SELECTED EXTRACT ▸
▼
Although Adela is the key to the plot, there can be no doubt that the Lady Pilgrim dominates the stage. She makes Death seem at once beautiful and tragic, incarnating as she does the tenderness of a woman and the implacability of doom. The Grandfather speaks for the audience in his hostile reception of the Lady Pilgrim and in his doubtful reflections as she begins to shake his prejudices. She has come for a life, as so often before—yet she leaves him wondering whether to resent or welcome her. Despite her role, she inspires compassion, even love. The children have no qualms; they accept her for her beauty and inveigle her into a game. In one of his most exquisite theatrical coups, Casona has her join in, laugh, and fall asleep, thus missing her dark appointment with Adela. Despite the error of the Mother—Casona frequently condemns parents who shut in their children—the power of life and joy persists and pulls off a miracle.
As in La sirena varada, the newcomer brings about a pervading but flawed bliss. Adela replaces Angélica and restores joy for everyone but Martín, the wifeless husband. He, alone, keeps her at a distance and continues to suffer. Eventually he reveals his plight: Angélica did not die, but rather fled with a lover, and so Martín is not free to follow his heart and begin a new life with Adela. He plans to flee the temptation. Not to be outdone in matters of self-sacrifice, she decides to drown herself to spare him this self-exile.
Angélica, oddly enough, functions in much the same way as Pipo. When Martín breaks down and tells the truth about her, the golden legend turns to mud. She compounds the ugliness by appearing in person, as a ragged and bitter floozy who threatens to drag virtually everyone down into the mire. Just as Sirena and Ricardo banished the gargoyle Pipo, however, so Death saves the situation here. Moved by compassion, she persuades Angélica to die in Adela’s stead. Angélica drowns and is washed up with flowers in her hair, in full view of the assembled villagers. Instead of becoming a byword for betrayal, she will remain fixed in local lore as a saint of romance. Adela, Martín, and the Mother are all freed by the sacrifice and can truly begin to live. Death has confirmed the womanly side of her nature; she has replaced ugliness with beauty and has actually enhanced life.
Casona’s nostalgia, as in the case of so many expatriates, lends a new depth of feeling to his work. Though he treats the same themes in both plays, The Lady of Dawn is the more moving and convincing. It depends on magic and ritual rather than whim and coincidence; it is anchored in the timeless reality of Asturias, not the private traumas of two little people. In short, the promise of La sirena varada is fulfilled in The Lady of Dawn: The brash innovator becomes an original craftsman, and Death enters to enrich the vision of life.
▲
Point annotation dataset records
▼
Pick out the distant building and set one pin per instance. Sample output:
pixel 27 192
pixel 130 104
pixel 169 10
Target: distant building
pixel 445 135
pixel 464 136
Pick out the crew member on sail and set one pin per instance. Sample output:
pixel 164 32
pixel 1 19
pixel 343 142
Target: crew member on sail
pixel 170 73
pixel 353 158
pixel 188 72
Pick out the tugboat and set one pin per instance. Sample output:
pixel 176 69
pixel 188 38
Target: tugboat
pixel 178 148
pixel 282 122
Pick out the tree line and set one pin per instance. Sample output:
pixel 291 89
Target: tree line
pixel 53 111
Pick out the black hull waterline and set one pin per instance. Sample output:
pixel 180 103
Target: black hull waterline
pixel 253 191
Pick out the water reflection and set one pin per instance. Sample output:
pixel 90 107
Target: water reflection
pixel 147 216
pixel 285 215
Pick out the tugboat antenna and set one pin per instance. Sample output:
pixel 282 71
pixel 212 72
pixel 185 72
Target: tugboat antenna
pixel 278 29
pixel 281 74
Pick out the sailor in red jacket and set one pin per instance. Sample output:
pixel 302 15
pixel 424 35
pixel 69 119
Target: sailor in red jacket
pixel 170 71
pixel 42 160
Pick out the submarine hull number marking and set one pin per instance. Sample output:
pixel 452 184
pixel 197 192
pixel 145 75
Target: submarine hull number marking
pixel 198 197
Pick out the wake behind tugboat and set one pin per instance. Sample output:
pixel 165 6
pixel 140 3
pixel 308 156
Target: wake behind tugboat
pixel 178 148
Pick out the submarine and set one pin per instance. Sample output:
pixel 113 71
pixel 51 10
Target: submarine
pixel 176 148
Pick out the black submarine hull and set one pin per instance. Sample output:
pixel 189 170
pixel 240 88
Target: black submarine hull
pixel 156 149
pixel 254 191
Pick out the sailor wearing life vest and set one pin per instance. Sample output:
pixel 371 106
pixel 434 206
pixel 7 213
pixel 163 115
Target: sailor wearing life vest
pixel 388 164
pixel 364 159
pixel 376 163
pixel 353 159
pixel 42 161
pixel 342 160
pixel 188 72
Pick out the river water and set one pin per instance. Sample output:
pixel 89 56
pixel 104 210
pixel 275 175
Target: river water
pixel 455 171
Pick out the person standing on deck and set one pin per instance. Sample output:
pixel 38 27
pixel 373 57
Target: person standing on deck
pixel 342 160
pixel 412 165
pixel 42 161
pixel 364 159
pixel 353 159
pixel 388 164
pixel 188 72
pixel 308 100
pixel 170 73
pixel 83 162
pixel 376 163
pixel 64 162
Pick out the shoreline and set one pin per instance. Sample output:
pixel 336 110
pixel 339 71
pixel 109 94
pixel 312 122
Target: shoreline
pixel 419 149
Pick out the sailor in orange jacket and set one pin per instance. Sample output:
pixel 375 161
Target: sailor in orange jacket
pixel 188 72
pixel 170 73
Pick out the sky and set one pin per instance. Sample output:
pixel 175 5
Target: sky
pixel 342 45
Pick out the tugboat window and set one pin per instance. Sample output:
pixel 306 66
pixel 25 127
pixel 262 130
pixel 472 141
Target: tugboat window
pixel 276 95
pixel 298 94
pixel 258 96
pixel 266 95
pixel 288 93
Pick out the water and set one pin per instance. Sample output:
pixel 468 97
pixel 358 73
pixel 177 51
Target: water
▲
WHAT IS ASKED ▸
(A) According to the commentary on Casona's plays, which of the two plays is the more moving and convincing?
(B) Extract the passage of the commentary on Casona's plays from "Angélica, oddly enough, functions" to "actually enhanced life.".
(C) Continue the commentary on Casona's plays from its last sentence.

ANSWERS FOR THE TASKS ▸
(A) The Lady of Dawn.

(B)
Angélica, oddly enough, functions in much the same way as Pipo. When Martín breaks down and tells the truth about her, the golden legend turns to mud. She compounds the ugliness by appearing in person, as a ragged and bitter floozy who threatens to drag virtually everyone down into the mire. Just as Sirena and Ricardo banished the gargoyle Pipo, however, so Death saves the situation here. Moved by compassion, she persuades Angélica to die in Adela’s stead. Angélica drowns and is washed up with flowers in her hair, in full view of the assembled villagers. Instead of becoming a byword for betrayal, she will remain fixed in local lore as a saint of romance. Adela, Martín, and the Mother are all freed by the sacrifice and can truly begin to live. Death has confirmed the womanly side of her nature; she has replaced ugliness with beauty and has actually enhanced life.

(C)
The Boat Without a Fisherman
In The Boat Without a Fisherman, Casona reworks his recurring themes into a starkly simple tale of sin and redemption. Ricardo Jordán, financier, speculator, and habitual exploiter of the widow and the orphan, has staked his happiness on success in the game of big business. As the scene opens, he is fuming dyspeptically in his office, with ruin staring him in the face. Right on cue, the Devil enters, resplendent in a business suit, to offer him a deal: Can he kill an unknown man, half a world away, with no risk of discovery? If so, his fortunes will be saved. Though already damned thrice over, Jordán hesitates; at last, simply by writing his name, he presumably kills Peter Anderson. To make his little experiment more interesting, however, the Devil lets Jordán hear Mrs. Anderson’s scream of bereavement—perhaps the only thing capable of reaching Jordán’s atrophied heart.
In this case, the playwright has chosen an artificial system known to all—the game of high finance. In consequence, he can dispose of it in the first act, without much ado. The wheeling and dealing that Jordán attempts to substitute for the natural activities of life has, at least on the stage, scant appeal. The underlings who scuttle in to fawn on Jordán after his Devil-aided coup serve to drive home an already obvious point: This is no way to live.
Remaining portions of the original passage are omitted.